Exercise instructions. Pictures do not belong in the copy; quote every entry below exactly.

Data provided.
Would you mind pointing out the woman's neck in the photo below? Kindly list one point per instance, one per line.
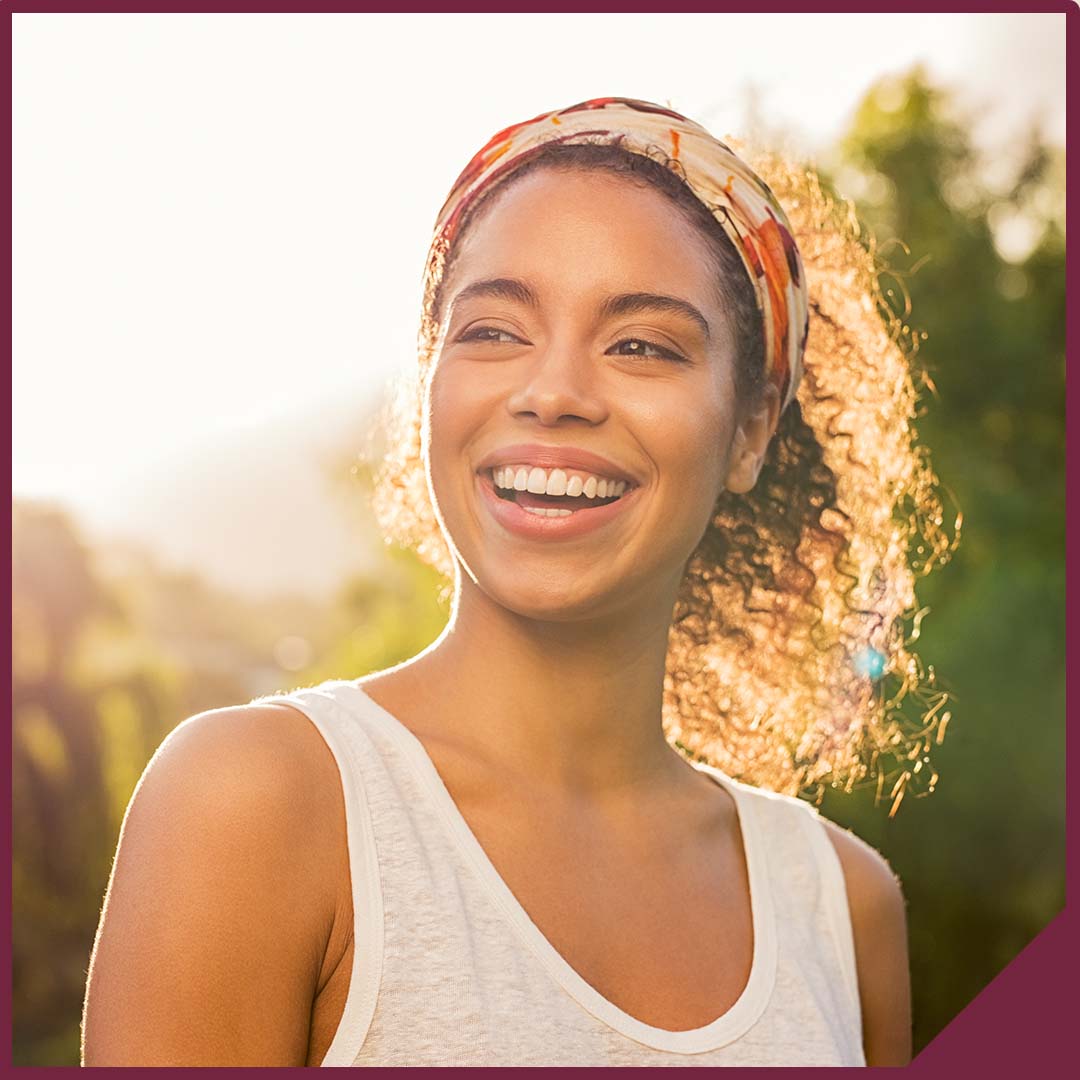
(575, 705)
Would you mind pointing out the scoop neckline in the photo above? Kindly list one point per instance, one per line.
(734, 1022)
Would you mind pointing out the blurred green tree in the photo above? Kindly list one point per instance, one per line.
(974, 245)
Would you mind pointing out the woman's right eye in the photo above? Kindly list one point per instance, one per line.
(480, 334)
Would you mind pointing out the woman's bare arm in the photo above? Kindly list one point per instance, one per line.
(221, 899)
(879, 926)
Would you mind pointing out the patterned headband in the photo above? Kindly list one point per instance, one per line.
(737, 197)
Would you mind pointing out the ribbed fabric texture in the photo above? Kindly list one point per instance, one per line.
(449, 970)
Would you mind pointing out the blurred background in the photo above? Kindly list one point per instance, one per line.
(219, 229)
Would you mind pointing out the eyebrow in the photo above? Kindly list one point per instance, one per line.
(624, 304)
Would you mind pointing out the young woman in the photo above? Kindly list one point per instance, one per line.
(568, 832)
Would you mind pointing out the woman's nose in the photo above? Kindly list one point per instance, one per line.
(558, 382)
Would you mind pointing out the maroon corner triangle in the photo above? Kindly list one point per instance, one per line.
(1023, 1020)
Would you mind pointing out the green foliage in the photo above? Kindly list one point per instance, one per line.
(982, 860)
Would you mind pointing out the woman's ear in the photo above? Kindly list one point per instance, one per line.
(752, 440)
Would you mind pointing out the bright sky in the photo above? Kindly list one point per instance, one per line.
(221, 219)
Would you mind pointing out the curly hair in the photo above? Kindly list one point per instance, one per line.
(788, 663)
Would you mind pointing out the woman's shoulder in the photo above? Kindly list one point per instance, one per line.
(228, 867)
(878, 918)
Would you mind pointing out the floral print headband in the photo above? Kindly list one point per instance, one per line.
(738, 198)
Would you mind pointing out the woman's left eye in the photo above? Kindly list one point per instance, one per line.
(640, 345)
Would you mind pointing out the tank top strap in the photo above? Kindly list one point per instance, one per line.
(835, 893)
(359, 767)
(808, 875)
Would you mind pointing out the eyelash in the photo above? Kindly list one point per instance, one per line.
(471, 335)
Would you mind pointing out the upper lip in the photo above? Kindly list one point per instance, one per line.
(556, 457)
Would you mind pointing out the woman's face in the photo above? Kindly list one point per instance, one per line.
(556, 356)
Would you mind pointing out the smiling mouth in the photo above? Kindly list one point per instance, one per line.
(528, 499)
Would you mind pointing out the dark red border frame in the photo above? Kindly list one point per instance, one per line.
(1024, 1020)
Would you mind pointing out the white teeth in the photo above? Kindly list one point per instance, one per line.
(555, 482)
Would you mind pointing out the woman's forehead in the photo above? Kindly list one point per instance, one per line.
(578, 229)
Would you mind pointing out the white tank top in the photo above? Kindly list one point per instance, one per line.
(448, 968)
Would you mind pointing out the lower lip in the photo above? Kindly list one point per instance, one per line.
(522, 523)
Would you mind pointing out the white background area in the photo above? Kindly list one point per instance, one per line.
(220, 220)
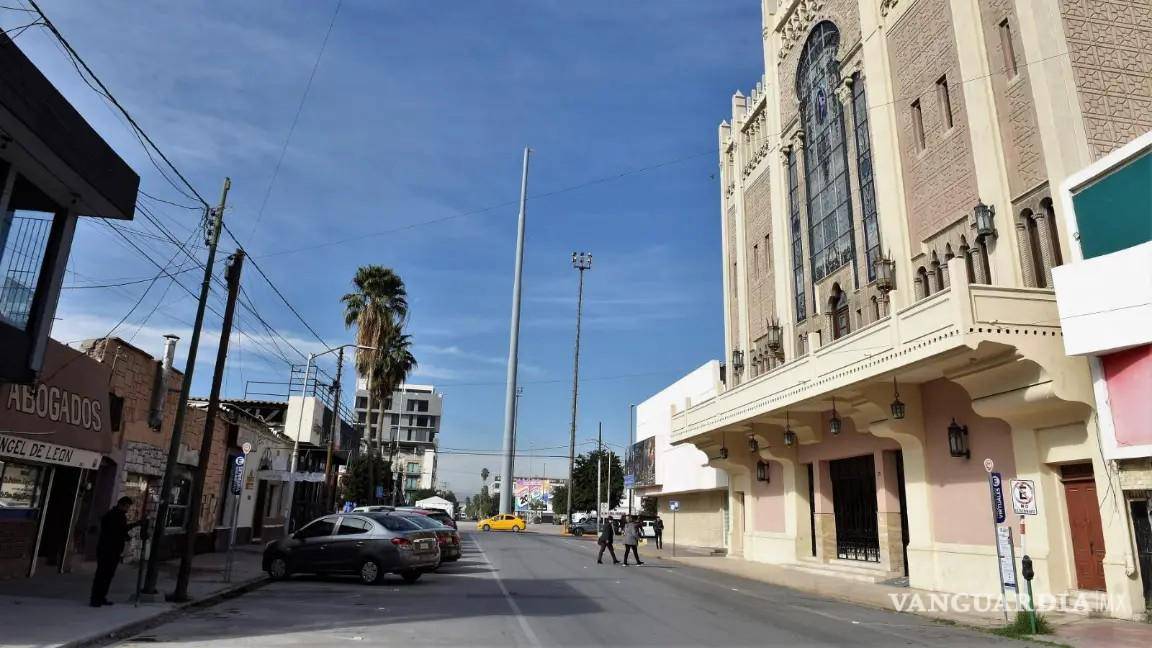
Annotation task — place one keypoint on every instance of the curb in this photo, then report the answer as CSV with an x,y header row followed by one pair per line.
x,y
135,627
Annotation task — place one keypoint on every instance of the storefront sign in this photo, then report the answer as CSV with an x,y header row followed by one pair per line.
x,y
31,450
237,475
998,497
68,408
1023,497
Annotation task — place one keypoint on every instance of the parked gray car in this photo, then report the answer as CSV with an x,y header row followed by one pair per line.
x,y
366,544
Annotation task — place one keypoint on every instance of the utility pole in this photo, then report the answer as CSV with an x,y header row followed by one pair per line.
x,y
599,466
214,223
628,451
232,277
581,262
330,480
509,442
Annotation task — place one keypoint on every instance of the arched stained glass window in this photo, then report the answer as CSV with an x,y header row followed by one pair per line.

Response.
Would you mind pointing out the woman's neck in the photo below? Kindly list one point per instance, one per line.
(575, 705)
Would you mind pointing out the scoop neckline in the photo above? Kindly list one point per instance, one per line.
(734, 1022)
Would you mind pointing out the blurred green tree in the photo above? Kindly list one point per instance, one per line.
(974, 245)
Would you mind pointing out the woman's right eye in the photo above? Kindly list one point per instance, one per line.
(480, 334)
Would you mind pointing out the woman's bare arm in the photo above? Kindly list one point per instance, one per line.
(221, 899)
(879, 926)
Would you mind pointing out the patterned headband in the photo above? Kindly list one point per instance, one per line.
(737, 197)
Would you mind pointing out the ribbed fabric texture in the photo above? Kindly list one point per instance, one per line.
(449, 970)
Would you mind pointing out the blurred background in the photo above? Kindly list one point per instance, one per line.
(219, 229)
Would you mind pointing out the eyebrow in the photo above? Kindly list one point per instance, one per line.
(624, 304)
Would you mind pointing out the young woman in the photo above? Kindly list one point per instance, one per line.
(568, 832)
Would you mind pointing out the woman's nose in the photo above? Kindly list one point per instance, one per line.
(558, 382)
Would you mind pointing out the maroon corner triangle in the photo above? Kindly list one point per instance, one per line.
(1023, 1020)
Would you mind pointing out the green foliage in the photo above? Kindly list one point per instance, one per line.
(982, 860)
Would you mind pointing out the woman's ear in the photo above? Kindly list one point per instance, one per line.
(752, 440)
Would you mind pointing out the bright sky in the photo above? Kindly list one point per instance, one per line.
(221, 219)
Would you mind pointing out the curly hair in the photo above? Kindly list one point per instance, one per line.
(788, 663)
Would you mind pointing out the woman's shoulder in the photo above? Kindly list one point per instance, one per line.
(228, 867)
(878, 918)
Would you mind pointing out the floral print headband in the photo above? Kindly list one point per instance, one per line.
(738, 198)
Would you mind pointing out the woman's left eye in the photo above? Kindly list one point per instance, one per line.
(640, 345)
Would you mind pointing out the tank top strap in the photo above? Kindly list one point per instance, one per line.
(835, 893)
(359, 767)
(808, 875)
Would you mind pointing out the eyelash in the photo above? Kindly list one point per instance, one per line.
(471, 335)
Would you mind pointing out the upper lip in the photo above? Kindly list one point per instance, one per line.
(556, 457)
Would you mind pointing out the woman's face in the photo above? Kindly list one point per instance, one per line.
(556, 356)
Would you mind pointing out the smiling mouth in the photo above? Kindly list one point per instance, one per line.
(528, 499)
Would you mind pointing out the dark red border frame in the photo above? Kindly list one point per instance, one per line.
(1024, 1020)
Would you mind pointing out the white teeth in the photo above? Kindly list one point per instance, one per line.
(555, 482)
Would you mind pointing out the woman's forehead in the photo above? Kindly list one point per instance, one per line.
(578, 229)
Would you mind pointing out the white tank top in the photo above? Kindly list one point per instance, one per line.
(448, 968)
Would you mind pointing out the lower lip in the photo above? Kindly list one point per instance, one per line.
(522, 523)
Would you mind pointing out the white background area in the photo above? Kindly list one point per instance, one per line.
(220, 220)
Annotation task — place one keypoint on every instance of the curb in this photo, then report the answer as CSV with an x,y header row followed by one pair per line.
x,y
135,627
Annotation task — place one keypoint on every instance of the storefront sign in this photo, then report the answer as CSV with an x,y header row followed by one pair per line.
x,y
31,450
237,475
998,497
68,408
1023,497
Annotation task — place one keypoint on every instance of the parked gray car in this photo, then report the answer as CSV with an x,y header row followed by one pair per line.
x,y
366,544
Annotation task — place one keypoint on every instance of the utility pole in this photo, then report the answer as CSV with an x,y header row followed by one pair per line.
x,y
599,466
214,223
628,451
232,277
581,262
330,480
509,442
Annotation task — place one keypoint on every instance of the arched stained glass window in this photo, then report the answer as CSV with an x,y header row followed by one pair per line.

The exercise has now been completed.